-- Begin DOCUMENT SECTION --
Big Data Journey to MongoDB


MongoDB is being used as one of the key technology for storing data in recent time because of it's flexibility and scalability; but many of us don't know the journey behind it since Big Data concept came into picture. This is important to know so as to ensure its advantages can be utilized in a correct way. We at Witspry tried to make the explanation in the easiest possible way.


What is Big Data?

It is a data with these three characteristics:

1) Volume
2) Velocity, and
3) Variety


Big data can be subjected to three categories of data types:

1) Structured data for e.g. Relational data
2) Semi-structured data for e.g. XML which is more or less flexible, and
3) Unstructured data for e.g. Word, PDF. Text, Audio, Video etc.

Big Data technology class

Big data is categorized majorly in two technology classes - Operational & Analytical.




One Big Data implementation - Hadoop Framework

Hadoop is a framework that has implemented the Big Data concept.




One top key technology in Big Data - No SQL

Due to the flexible data structure, No SQL is one of the top data access storage framework of the Big Data implementation suite.




One implementation of No SQL Document data model - MongoDB

What is MongoDB?

MongoDB is an open-source document database that provides high performance, high availability and automatic scaling.

Document Database

A record in MongoDB is a document, which is a data structure composed of field and value pairs. MongoDB documents are similar to JSON objects. The values of fields may include other documents, arrays and arrays of documents.


Advantages of using documents:

1) Documents (i.e. objects) correspond to native data types in many programming languages.
2) Embedded documents and arrays reduce need for expensive joins.
3) Dynamic schema supports fluent polymorphism.

Key features:

High Performance

MongoDB provides high performance data persistence. In particular,
  • Support for embedded data models reduces I/O activity on database system.
  • Indexes support faster queries and can include keys from embedded documents and arrays.

High Availability

To provide high availability, MongoDB's replication facility, called replica sets, provide:
  • Automatic fail-over.
  • Data redundancy
-- End DOCUMENT SECTION --
-- Begin MATERIAL --
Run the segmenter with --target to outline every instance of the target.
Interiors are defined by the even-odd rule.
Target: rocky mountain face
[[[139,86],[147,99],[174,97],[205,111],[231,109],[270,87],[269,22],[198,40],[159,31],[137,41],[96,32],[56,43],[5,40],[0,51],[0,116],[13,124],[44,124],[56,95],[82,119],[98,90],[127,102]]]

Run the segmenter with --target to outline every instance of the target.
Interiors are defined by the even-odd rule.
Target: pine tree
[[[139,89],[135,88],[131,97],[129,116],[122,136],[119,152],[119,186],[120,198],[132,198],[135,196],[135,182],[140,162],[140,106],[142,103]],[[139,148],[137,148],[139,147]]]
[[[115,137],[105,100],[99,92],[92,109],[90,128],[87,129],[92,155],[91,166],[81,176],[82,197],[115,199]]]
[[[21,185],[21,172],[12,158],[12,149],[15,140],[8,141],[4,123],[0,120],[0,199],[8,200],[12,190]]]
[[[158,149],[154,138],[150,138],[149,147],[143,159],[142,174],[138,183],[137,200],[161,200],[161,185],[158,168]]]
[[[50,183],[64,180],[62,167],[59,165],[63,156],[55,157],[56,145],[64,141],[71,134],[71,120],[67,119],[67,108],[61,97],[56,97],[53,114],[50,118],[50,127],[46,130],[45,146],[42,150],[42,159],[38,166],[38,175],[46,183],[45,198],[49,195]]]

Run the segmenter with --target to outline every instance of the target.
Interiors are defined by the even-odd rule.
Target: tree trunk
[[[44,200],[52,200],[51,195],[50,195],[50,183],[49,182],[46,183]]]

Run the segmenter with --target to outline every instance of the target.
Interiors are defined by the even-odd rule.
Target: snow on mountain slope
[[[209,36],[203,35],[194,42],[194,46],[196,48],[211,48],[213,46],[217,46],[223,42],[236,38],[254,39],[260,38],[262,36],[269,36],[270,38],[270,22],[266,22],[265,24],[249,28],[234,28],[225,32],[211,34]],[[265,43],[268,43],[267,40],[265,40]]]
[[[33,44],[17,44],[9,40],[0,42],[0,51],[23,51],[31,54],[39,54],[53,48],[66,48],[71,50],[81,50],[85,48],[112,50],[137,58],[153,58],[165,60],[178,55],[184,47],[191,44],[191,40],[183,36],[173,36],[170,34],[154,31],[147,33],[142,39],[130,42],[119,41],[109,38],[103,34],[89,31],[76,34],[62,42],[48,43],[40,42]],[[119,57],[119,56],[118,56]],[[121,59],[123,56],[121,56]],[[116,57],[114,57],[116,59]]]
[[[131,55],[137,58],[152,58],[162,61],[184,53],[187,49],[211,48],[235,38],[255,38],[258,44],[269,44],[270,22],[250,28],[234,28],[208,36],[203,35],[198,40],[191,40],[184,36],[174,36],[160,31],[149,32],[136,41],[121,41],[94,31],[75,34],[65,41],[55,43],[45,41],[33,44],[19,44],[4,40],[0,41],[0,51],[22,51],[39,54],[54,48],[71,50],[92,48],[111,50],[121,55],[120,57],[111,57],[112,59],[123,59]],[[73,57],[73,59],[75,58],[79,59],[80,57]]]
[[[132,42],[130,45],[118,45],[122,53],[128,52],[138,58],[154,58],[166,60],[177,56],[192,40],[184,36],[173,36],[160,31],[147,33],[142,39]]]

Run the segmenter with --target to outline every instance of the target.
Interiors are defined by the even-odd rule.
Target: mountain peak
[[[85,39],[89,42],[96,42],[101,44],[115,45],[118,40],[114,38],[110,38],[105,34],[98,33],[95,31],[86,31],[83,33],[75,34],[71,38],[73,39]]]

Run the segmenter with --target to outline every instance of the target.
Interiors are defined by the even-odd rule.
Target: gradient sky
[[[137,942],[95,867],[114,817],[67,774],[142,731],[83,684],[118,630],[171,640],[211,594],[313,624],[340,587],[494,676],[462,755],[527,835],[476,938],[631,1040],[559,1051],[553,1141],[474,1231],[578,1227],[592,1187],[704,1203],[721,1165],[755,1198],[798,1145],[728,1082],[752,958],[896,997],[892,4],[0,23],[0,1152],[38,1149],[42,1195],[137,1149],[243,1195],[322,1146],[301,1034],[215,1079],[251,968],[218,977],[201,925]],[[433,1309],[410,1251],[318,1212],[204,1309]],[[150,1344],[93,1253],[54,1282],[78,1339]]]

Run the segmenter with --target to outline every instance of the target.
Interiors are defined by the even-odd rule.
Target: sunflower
-- End MATERIAL --
OBJECTIVE = Translate this sentence from the Big Data article into Spanish: "MongoDB is an open-source document database that provides high performance, high availability and automatic scaling." The outline labeling records are separate material with no tie to the Big Data article.

RESPONSE = MongoDB es una base de datos de documentos de código abierto que ofrece alto rendimiento, alta disponibilidad y escalado automático.